In the records below, find every line that contains the string "hillside" and report each of those lines in full. Matching is case-sensitive.

###

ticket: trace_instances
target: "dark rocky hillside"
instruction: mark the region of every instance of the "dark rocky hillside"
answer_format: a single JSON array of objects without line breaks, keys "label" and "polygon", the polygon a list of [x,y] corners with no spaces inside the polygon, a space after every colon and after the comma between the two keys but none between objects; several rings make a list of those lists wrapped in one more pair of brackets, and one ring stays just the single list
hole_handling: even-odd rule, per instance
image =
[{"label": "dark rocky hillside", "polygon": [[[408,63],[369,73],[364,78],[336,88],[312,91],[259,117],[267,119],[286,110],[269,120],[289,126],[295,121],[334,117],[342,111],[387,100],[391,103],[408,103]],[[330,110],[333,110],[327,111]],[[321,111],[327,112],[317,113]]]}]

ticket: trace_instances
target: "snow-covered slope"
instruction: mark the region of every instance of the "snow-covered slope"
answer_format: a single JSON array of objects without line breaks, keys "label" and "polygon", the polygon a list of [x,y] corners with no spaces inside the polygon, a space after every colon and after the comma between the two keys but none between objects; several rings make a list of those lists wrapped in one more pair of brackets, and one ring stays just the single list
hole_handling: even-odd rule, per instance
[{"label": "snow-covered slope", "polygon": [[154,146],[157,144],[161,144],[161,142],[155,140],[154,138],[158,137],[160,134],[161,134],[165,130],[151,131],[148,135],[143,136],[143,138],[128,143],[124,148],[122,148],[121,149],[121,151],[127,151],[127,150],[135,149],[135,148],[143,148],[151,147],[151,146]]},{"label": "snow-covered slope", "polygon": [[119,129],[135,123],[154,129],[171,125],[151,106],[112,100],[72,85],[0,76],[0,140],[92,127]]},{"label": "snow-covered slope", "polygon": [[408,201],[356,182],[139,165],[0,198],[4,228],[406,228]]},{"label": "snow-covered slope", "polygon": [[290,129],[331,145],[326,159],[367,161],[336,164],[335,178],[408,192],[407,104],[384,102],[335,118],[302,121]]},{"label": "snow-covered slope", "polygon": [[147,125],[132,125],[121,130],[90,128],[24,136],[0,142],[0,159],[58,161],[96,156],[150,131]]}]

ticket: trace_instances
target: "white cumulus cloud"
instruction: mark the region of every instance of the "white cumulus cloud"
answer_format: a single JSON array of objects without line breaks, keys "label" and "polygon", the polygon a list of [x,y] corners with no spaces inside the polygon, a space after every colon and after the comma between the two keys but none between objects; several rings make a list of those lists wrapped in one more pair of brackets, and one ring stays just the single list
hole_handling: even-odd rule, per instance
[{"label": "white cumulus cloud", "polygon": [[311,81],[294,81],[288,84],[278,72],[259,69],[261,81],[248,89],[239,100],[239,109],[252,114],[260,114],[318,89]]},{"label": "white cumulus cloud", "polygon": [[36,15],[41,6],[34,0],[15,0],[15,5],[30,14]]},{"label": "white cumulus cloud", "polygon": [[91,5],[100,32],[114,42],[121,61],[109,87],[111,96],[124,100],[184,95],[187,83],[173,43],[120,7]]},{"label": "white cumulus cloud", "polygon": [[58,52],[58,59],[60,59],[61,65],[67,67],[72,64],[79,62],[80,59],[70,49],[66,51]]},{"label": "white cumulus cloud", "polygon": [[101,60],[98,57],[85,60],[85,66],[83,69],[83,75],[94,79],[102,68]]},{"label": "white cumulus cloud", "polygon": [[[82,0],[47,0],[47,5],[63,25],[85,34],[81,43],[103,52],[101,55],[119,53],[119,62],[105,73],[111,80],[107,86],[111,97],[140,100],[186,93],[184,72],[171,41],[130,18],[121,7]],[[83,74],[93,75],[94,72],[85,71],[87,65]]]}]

###

Written reply:
target: "dark rocky hillside"
instruction: mark the region of every instance of the "dark rocky hillside"
[{"label": "dark rocky hillside", "polygon": [[[408,63],[369,73],[364,78],[336,88],[312,91],[259,117],[267,119],[286,110],[269,120],[289,126],[295,121],[334,117],[342,111],[387,100],[391,103],[408,103]],[[330,110],[333,110],[327,111]],[[321,111],[327,112],[317,113]]]}]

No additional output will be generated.